WORK TASK
Only the first line of the listing and the lines after it, up to and including the one containing "189L81 200L99 227L78", should be retyped exactly.

LISTED ENTRIES
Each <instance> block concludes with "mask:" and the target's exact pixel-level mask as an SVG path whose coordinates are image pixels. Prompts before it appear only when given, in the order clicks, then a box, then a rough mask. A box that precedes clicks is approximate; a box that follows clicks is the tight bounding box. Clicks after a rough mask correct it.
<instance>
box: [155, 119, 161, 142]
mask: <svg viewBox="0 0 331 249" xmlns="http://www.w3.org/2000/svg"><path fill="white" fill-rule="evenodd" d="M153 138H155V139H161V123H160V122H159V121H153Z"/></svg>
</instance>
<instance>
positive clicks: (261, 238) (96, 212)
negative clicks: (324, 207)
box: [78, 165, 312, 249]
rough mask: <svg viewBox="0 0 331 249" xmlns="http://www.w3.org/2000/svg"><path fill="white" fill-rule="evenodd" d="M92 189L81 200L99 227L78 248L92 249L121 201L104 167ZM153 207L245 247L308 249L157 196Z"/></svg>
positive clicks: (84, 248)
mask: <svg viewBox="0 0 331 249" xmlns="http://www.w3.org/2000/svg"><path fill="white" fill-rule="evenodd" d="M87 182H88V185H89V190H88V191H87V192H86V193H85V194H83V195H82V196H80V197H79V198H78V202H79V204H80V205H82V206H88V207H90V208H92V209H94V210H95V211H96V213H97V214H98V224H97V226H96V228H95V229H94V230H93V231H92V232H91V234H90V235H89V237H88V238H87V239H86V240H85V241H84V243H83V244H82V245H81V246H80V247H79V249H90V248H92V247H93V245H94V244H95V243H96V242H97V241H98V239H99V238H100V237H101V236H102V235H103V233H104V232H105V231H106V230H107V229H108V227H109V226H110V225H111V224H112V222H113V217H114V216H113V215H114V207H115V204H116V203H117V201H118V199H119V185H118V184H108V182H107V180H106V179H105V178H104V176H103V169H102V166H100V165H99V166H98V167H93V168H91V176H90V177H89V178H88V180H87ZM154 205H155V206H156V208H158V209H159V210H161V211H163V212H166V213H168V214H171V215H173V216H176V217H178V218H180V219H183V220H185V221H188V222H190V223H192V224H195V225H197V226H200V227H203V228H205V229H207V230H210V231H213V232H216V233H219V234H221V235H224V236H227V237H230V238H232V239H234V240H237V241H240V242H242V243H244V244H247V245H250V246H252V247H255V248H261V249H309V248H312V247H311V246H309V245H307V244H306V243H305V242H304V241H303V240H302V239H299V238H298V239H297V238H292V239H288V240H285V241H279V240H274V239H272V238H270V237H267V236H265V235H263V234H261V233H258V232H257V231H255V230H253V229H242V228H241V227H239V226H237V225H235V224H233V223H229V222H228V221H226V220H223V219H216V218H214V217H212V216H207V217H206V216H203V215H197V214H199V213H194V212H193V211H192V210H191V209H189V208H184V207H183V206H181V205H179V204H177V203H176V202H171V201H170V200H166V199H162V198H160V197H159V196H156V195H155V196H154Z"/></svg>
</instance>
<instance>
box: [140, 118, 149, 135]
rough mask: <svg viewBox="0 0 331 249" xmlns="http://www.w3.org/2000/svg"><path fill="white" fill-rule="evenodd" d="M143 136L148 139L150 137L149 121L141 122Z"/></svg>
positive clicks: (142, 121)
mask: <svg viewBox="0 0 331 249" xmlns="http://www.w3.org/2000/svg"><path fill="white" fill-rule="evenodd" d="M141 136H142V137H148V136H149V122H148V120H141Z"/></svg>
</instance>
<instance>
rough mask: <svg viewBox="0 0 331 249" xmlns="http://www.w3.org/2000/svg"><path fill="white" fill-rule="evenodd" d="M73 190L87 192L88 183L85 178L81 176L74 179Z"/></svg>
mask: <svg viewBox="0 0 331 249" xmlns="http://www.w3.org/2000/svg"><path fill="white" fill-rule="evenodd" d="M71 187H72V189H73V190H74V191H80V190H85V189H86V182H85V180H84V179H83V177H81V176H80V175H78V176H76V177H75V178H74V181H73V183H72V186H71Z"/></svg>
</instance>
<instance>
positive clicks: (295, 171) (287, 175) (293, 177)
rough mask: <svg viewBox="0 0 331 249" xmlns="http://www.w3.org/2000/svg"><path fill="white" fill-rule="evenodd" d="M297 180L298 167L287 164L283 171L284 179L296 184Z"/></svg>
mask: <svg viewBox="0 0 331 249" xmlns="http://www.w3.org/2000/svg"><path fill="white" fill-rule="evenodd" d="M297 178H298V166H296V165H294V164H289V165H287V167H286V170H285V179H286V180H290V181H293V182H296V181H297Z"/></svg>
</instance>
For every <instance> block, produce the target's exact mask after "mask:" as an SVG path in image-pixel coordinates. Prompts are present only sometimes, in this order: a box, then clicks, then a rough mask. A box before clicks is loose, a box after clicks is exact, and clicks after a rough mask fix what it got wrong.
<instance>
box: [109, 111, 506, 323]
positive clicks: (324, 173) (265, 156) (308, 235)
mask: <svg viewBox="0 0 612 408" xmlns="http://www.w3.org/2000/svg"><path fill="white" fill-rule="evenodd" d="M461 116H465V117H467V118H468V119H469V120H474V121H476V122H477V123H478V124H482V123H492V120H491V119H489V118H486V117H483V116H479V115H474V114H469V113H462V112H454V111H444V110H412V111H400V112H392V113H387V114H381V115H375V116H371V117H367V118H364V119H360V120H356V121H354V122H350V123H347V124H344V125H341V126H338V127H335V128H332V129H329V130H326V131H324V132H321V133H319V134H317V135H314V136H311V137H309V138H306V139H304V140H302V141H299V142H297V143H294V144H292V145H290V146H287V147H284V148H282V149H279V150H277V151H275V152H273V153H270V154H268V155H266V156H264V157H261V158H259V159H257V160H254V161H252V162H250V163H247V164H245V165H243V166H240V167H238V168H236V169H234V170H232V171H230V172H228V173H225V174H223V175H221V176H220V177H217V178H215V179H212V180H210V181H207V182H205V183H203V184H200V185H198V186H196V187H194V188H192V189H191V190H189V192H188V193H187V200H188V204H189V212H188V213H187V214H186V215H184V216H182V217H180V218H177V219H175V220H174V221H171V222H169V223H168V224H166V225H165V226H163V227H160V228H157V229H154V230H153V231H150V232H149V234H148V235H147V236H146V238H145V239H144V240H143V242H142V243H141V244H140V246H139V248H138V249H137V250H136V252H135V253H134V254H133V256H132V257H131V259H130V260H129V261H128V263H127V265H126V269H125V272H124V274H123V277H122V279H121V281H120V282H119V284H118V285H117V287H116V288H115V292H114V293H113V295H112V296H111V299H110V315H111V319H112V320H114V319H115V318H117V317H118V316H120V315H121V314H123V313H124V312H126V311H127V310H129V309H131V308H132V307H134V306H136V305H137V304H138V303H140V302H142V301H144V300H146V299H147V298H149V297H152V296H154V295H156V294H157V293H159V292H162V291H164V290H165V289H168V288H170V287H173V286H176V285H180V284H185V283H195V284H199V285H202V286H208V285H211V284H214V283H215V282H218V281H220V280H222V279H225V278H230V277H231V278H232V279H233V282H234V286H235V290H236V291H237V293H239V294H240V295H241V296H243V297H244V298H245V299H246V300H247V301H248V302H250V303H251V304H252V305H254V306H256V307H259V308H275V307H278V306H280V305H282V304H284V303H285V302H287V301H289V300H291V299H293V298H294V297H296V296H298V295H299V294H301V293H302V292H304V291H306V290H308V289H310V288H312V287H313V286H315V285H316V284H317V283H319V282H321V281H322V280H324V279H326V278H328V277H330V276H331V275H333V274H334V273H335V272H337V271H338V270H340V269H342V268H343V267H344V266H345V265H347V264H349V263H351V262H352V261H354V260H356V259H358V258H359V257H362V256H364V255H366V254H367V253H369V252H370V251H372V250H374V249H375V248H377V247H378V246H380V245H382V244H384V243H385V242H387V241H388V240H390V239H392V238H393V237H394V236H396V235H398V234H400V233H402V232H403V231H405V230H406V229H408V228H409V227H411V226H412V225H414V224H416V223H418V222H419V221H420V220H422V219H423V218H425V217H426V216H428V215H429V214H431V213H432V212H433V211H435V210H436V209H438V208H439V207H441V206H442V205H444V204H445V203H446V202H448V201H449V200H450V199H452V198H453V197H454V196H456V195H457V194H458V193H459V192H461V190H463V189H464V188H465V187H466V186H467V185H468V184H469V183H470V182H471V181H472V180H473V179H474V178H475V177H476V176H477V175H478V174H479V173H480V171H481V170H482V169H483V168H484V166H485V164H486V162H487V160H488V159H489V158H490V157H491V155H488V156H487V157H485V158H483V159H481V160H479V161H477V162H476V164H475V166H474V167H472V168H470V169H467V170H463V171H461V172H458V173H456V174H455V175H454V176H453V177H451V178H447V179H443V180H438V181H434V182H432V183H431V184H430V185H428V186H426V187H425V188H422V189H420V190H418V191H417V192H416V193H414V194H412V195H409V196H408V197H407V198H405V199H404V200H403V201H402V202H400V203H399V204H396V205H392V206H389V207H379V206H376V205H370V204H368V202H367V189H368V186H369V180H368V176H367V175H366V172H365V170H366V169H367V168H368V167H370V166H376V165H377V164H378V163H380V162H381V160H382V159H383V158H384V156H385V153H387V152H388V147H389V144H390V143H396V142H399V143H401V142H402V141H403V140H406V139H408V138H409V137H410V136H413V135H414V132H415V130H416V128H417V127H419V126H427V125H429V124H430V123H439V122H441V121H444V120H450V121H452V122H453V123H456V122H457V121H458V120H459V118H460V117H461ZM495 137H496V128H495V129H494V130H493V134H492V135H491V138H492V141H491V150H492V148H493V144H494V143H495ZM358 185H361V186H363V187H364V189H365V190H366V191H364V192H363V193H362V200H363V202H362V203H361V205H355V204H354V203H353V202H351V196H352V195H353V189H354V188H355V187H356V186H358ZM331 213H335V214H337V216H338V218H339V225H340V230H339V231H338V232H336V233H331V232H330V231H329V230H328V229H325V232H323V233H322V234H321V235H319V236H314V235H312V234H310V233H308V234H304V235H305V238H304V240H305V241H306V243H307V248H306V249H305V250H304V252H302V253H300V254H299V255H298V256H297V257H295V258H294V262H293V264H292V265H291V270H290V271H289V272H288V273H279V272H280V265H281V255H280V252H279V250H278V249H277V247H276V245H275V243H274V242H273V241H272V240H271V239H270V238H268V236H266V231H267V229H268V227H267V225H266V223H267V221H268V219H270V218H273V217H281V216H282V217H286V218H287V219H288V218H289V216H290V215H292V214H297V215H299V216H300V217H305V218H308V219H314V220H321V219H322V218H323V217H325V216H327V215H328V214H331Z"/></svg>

RESPONSE BELOW
Each <instance> block concludes with "mask:" and the target's exact pixel-level mask as an SVG path whose coordinates are image pixels. Prompts before it appear only when given, in the order clicks, then a box, then a rough mask. A box that precedes clicks is approximate; a box that follows clicks is the tight bounding box. Clicks after a rough mask correct it.
<instance>
box: [155, 119, 161, 142]
mask: <svg viewBox="0 0 331 249" xmlns="http://www.w3.org/2000/svg"><path fill="white" fill-rule="evenodd" d="M153 138H155V139H161V123H160V122H159V121H153Z"/></svg>
</instance>
<instance>
positive clicks: (261, 238) (96, 212)
negative clicks: (324, 207)
box: [78, 165, 312, 249]
rough mask: <svg viewBox="0 0 331 249" xmlns="http://www.w3.org/2000/svg"><path fill="white" fill-rule="evenodd" d="M92 189L81 200L99 227L78 248L92 249L121 201L104 167ZM153 207L245 247L308 249L157 196Z"/></svg>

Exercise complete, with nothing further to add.